Start of Records for this task

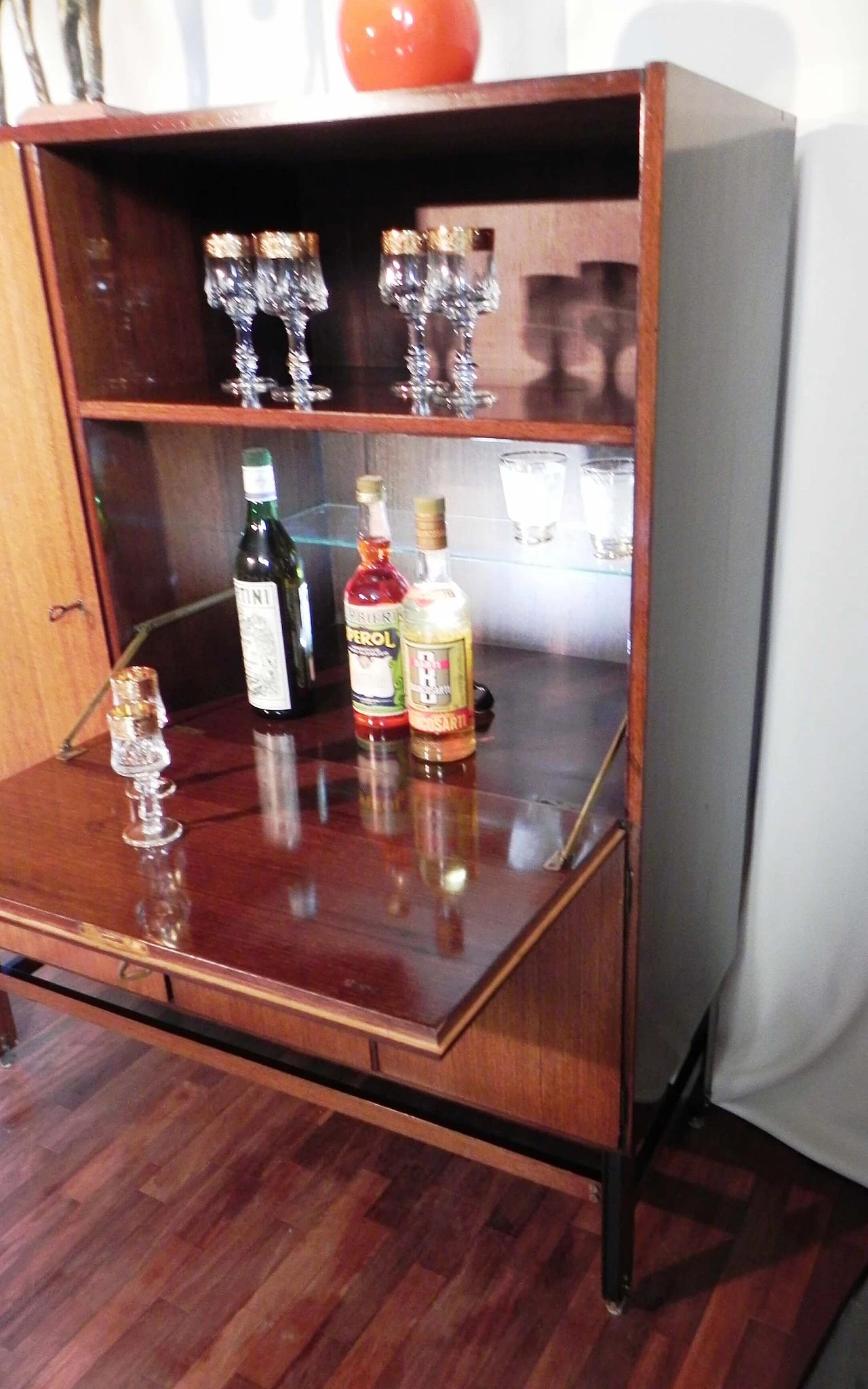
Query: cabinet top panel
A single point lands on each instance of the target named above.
(600, 107)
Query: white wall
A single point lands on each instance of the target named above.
(172, 54)
(795, 1021)
(795, 1025)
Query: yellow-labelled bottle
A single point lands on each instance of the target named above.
(438, 648)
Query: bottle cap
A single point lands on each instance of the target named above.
(429, 523)
(370, 488)
(257, 458)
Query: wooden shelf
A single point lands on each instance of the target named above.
(364, 404)
(307, 127)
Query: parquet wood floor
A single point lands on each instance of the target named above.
(165, 1227)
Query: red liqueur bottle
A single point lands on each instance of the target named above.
(372, 613)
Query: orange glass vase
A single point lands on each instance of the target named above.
(410, 43)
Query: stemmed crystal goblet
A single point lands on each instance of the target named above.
(404, 285)
(138, 684)
(231, 285)
(290, 283)
(463, 285)
(138, 750)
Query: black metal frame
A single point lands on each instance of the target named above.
(617, 1171)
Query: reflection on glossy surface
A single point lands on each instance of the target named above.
(384, 803)
(536, 834)
(446, 836)
(277, 774)
(164, 910)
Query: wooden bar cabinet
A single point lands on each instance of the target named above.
(336, 921)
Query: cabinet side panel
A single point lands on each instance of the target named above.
(47, 671)
(546, 1049)
(727, 199)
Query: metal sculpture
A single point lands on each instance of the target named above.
(79, 22)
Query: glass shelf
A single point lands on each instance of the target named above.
(470, 538)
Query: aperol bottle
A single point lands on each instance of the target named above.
(372, 612)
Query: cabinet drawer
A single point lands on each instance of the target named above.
(92, 964)
(260, 1020)
(546, 1049)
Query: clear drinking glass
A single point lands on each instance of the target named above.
(608, 498)
(463, 285)
(534, 490)
(291, 286)
(139, 751)
(136, 684)
(231, 285)
(404, 285)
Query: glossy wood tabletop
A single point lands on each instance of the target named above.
(351, 885)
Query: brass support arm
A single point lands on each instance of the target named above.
(559, 860)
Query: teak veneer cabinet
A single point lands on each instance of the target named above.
(545, 1023)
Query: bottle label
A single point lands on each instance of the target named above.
(439, 686)
(258, 619)
(258, 482)
(374, 646)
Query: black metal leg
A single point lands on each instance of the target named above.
(618, 1209)
(699, 1102)
(9, 1035)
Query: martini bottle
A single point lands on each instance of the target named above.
(273, 602)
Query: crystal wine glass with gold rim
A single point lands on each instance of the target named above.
(231, 285)
(463, 285)
(404, 285)
(134, 685)
(290, 285)
(139, 751)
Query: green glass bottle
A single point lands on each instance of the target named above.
(273, 602)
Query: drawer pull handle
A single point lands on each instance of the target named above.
(59, 610)
(131, 973)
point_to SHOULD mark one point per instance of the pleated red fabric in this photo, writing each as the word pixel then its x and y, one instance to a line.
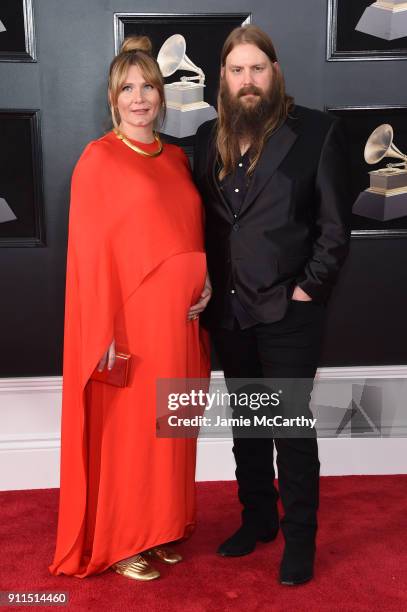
pixel 136 263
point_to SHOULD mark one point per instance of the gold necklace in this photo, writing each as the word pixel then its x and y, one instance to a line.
pixel 123 138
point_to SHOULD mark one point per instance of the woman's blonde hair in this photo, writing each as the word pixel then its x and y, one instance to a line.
pixel 135 51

End of Records for this task

*To do:* Output the material above word for word. Leave out its images.

*Answer section:*
Query: cabinet top panel
A single point lands on each instance of the target named above.
(600, 107)
Query: white wall
A single point lands on each instance of the target named above.
(172, 54)
(795, 1021)
(795, 1025)
Query: yellow-labelled bottle
A single point lands on each instance of the target named above.
(438, 648)
Query: bottle cap
A single point lands on each instance of the target named above.
(429, 523)
(370, 488)
(257, 458)
Query: wooden shelf
A single point lands on each instance of the target named above.
(364, 404)
(307, 127)
Query: parquet wood floor
A single point lands on each instance of the target named above.
(165, 1227)
Query: red liqueur bottle
A single point lands on each instance of the target named above.
(372, 613)
Query: orange glass vase
A single point lands on each instance of the target named above.
(410, 43)
Query: stemmed crystal goblet
A single point lands on each instance of the target named above.
(404, 285)
(138, 684)
(231, 285)
(290, 283)
(463, 285)
(138, 750)
Query: black metal frame
A single point lands on each instance of the target named above.
(617, 1171)
Query: reflection on glossy surface
A single point lands on each instance of the target named above.
(384, 803)
(536, 834)
(446, 836)
(277, 774)
(164, 910)
Query: wooden bar cabinet
A single point lands on each instance of the target named above.
(336, 921)
Query: cabinet side panel
A single point lands on each instance of the target named above.
(47, 671)
(546, 1049)
(727, 199)
Query: metal sculpture
A single point lands on each instance of the target named above.
(79, 22)
Query: glass shelf
A single point lands on each instance of the target named above.
(470, 538)
Query: aperol bottle
A single point lands on each instance of the target named above.
(372, 612)
Query: cabinet drawer
A single point lands on each instance of the target named above.
(92, 964)
(260, 1020)
(546, 1049)
Query: clear drinking glass
A single point lands on each instance of the target named above.
(608, 498)
(463, 285)
(534, 490)
(291, 286)
(139, 751)
(136, 684)
(231, 285)
(404, 285)
Query: glossy wood tabletop
A single point lands on each instance of the target named above.
(351, 885)
Query: brass support arm
A single point lands on each instance of the target named above.
(559, 860)
Query: teak veneer cabinet
A single point lands on each instance of the target named above.
(545, 1023)
Query: bottle label
A single point lands on each instance of the target named above.
(439, 686)
(258, 619)
(258, 482)
(374, 646)
Query: black metal leg
A single point lands on each instance of the target named above.
(618, 1209)
(699, 1102)
(9, 1035)
Query: martini bottle
A single point lands on each instance of the target named above.
(273, 602)
Query: crystal wine glass with gold rim
A single point lands on each instance of the target named above.
(231, 285)
(463, 285)
(404, 285)
(134, 685)
(290, 285)
(139, 751)
Query: green glass bottle
A single point lands on each instance of the target named above.
(273, 602)
Query: drawer pull handle
A single point lands on each instance of the target named above.
(59, 610)
(131, 973)
point_to SHOULD mark one point per instance of the pleated red fabric in this photo, writing each as the word pixel then its x and y, one instance to a line.
pixel 136 263
point_to SHOULD mark one point per instance of the gold necklace in this photo, writing each as the word pixel then its x and y, one instance to a line.
pixel 123 138
point_to SHOULD mark one point per instance of the woman's blonde hair in this photo, writing each as the word pixel then its x and y, one instance to a line.
pixel 135 51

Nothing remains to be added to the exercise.